↓↓↓

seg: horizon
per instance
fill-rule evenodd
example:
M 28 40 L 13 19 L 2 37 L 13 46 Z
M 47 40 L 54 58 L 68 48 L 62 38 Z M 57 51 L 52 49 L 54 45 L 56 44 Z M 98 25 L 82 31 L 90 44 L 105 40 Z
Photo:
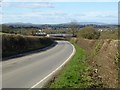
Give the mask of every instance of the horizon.
M 118 24 L 117 2 L 4 2 L 2 23 L 61 24 L 71 21 Z

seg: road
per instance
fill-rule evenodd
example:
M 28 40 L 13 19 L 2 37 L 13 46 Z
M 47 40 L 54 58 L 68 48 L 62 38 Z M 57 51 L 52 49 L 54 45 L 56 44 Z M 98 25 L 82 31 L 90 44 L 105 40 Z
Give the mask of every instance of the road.
M 64 65 L 75 49 L 67 41 L 46 51 L 2 62 L 2 88 L 38 88 Z

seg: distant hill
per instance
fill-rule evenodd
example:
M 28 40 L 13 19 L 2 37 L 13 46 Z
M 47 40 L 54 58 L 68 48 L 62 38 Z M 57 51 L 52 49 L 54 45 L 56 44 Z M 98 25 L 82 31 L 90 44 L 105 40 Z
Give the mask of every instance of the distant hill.
M 51 29 L 59 29 L 59 28 L 69 28 L 71 24 L 76 24 L 78 27 L 83 28 L 85 26 L 93 26 L 95 28 L 117 28 L 118 25 L 115 24 L 106 24 L 100 22 L 70 22 L 70 23 L 62 23 L 62 24 L 32 24 L 32 23 L 5 23 L 6 26 L 11 26 L 13 28 L 51 28 Z

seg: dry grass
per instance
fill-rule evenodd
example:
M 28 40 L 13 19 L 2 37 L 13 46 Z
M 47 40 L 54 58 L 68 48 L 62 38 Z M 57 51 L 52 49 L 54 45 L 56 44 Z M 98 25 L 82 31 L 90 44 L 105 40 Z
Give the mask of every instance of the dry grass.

↑↑↑

What you need to do:
Can you arrange all of the material above as a numbered list, skipping blank lines and leaving out the picture?

Answer for this exercise:
1. seg: horizon
2. per instance
3. fill-rule evenodd
4. example:
5. M 28 40 L 13 19 L 2 37 L 13 46 Z
6. M 47 40 L 54 58 L 68 48 L 62 38 Z M 57 51 L 52 49 L 54 45 L 56 44 Z M 98 25 L 82 31 L 90 44 L 105 40 Z
7. Photo:
8. Give the mask of every instance of the horizon.
9. M 118 24 L 117 2 L 4 2 L 2 23 L 61 24 L 71 21 Z
10. seg: road
11. per instance
12. fill-rule evenodd
13. example:
14. M 28 40 L 13 19 L 2 37 L 13 46 Z
15. M 47 40 L 54 58 L 68 48 L 62 38 Z M 57 51 L 52 49 L 54 45 L 56 44 Z M 98 25 L 82 31 L 90 44 L 105 40 Z
16. Give the mask of every instance of the road.
17. M 64 65 L 75 49 L 67 41 L 46 51 L 2 62 L 2 88 L 38 88 Z
18. seg: distant hill
19. per instance
20. fill-rule evenodd
21. example:
22. M 28 40 L 13 19 L 2 37 L 13 46 Z
23. M 47 40 L 54 58 L 68 48 L 62 38 Z M 57 51 L 52 49 L 54 45 L 56 44 Z M 98 25 L 82 31 L 90 44 L 105 40 Z
24. Give the mask of every instance of the distant hill.
25. M 51 29 L 59 29 L 59 28 L 69 28 L 71 24 L 76 24 L 78 27 L 83 28 L 85 26 L 93 26 L 95 28 L 117 28 L 118 25 L 115 24 L 106 24 L 100 22 L 70 22 L 70 23 L 62 23 L 62 24 L 32 24 L 32 23 L 5 23 L 6 26 L 11 26 L 13 28 L 51 28 Z
26. seg: dry grass
27. per instance
28. fill-rule evenodd
29. example:
30. M 28 40 L 13 19 L 2 37 L 13 46 Z
31. M 47 40 L 54 58 L 68 48 L 62 38 Z M 57 51 L 52 49 L 54 45 L 56 44 Z M 98 25 L 82 31 L 90 44 L 105 40 Z
32. Give the mask of every instance of the dry grass.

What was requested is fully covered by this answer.